▶ _Extrait de page_:
▬▬▬▬▬▬▬▬▬▬

Chapitre 1 : Je sais d’où je viens

Mellionnec (racines)
Nom. Prénom. Date de naissance. Lieu de naissance.
Ces informations font d’un individu un être unique. Votre homonyme, s’il existe, n’est pas né au même endroit que vous.
Les racines.
On peut les arracher, les couper, expérience douloureuse, parfois salvatrice et nécessaire, mais toujours douloureuse. Avec un peu de chance, il en restera des brins planqués au fond du sol, qui nous rappelleront à revenir. Les brins germeront en nostalgie.
Les mots migrant, réfugié, immigré, ne sont pas justes.
Le mot, c’est déraciné.
Celui ou celle qui quitte son sol natal, par choix ou par contrainte, pour trouver un autre sol.
Par bonheur, les enfants des nouveaux arrivants s’enracinent naturellement dans une autre terre que celles de leurs parents.
Il suffit de les poser par terre, dès qu’ils en ont l’âge.
Une fois l’enfant posé par terre, nul n’a plus le droit de lui dire qu’il n’est pas d’ici.
L’ailleurs de ses parents devient une histoire.
Le sol se touche avec les mains, avec les pieds, avec le corps, tous les jours.

C’est ce qui m’est arrivé, dans un village du centre de la Bretagne, Mellionnec.
Quand on évoque la Bretagne, les gens parlent de la mer, pourtant de nombreux Bretons sont des terriens, des paysans. Ils ne vont pas souvent sur le littoral.
Mes parents étaient des paysans.
Des paysans de la ville certes, qui avaient acheté un bout de terre pour la cultiver, faire de l’élevage, fabriquer des fromages bio.
Le sol et les habitants du coin étaient plutôt hostiles de prime abord, l’élevage intensif avait pollué toute la nappe phréatique, infestée de pesticides.
On se méfiait de tous ces « hippies » qui voulaient réformer le système bien en place.
Il faut de la ténacité et du courage pour s’intégrer dans un village et faire de l’agriculture,  surtout quand on n’y connait rien de rien.
Mes parents ont fait leur trou mais, au bout de 40 ans, les paysans du coin, les appellent encore les « marginaux », ce qui est tout à fait comique.
Je suis née au milieu des arbres et des animaux dans l’endroit le plus vert qui soit. Il y pleut pas mal, soyons honnête.
C’est mon Far West. On peut y arriver de quatre directions, par des routes désertes tout en virage.
Il y a une église, une école, longtemps fermée, et dans laquelle je n’ai mis que quelques mois les orteils et trois bars, tout au moins quand j’y suis née. Il n’en reste plus qu’un et une épicerie bio, boulangerie, bar.
Dans ce village, car c’est un village, vivent peut-être 300 âmes, moins de 500 sur toute la commune. Aux élections municipales, chaque voix compte.
Nous ne vivions même pas dans le village, mais à 2 kilomètres, dans une maison isolée. La plus belle du monde. Ma maison.

▬▬▬▬▬▬▬▬▬▬

Répondez à ces questions à partir du récit sur Mellionnec.
1. Quel mot le récit propose-t-il à la place de « migrant, réfugié, immigré » ?
2. Quels produits les parents fabriquaient-ils sur leur bout de terre ?
3. À quelle distance du village se trouvait la maison de la famille ?

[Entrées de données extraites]
▬▬▬▬▬▬▬▬▬▬

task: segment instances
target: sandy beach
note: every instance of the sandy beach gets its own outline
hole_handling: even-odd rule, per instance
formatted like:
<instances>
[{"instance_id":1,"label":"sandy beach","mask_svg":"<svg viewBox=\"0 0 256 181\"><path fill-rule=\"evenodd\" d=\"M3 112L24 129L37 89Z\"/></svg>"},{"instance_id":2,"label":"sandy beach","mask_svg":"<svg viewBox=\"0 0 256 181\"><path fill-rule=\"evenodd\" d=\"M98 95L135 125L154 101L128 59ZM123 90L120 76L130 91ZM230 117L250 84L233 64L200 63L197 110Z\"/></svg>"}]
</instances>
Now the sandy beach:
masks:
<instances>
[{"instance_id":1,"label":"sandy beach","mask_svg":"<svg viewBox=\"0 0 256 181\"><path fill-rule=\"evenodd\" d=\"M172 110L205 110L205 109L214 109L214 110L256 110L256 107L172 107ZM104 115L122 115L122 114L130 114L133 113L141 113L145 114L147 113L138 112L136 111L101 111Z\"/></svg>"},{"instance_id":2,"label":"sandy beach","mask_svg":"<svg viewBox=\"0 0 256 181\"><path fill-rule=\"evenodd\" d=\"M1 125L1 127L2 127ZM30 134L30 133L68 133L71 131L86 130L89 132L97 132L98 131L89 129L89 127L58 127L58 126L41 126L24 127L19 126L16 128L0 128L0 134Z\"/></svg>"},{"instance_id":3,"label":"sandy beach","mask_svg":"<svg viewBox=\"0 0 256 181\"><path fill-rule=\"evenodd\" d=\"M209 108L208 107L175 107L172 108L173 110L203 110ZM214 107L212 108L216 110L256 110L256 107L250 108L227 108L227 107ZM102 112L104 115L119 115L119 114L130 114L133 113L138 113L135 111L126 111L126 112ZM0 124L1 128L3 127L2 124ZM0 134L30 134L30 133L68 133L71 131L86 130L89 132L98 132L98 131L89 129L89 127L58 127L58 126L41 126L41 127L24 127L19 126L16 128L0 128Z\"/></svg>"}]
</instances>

▬▬▬▬▬▬▬▬▬▬

▶ _Corrigé_:
1. Le mot « déraciné ».
2. Des fromages bio.
3. À 2 kilomètres.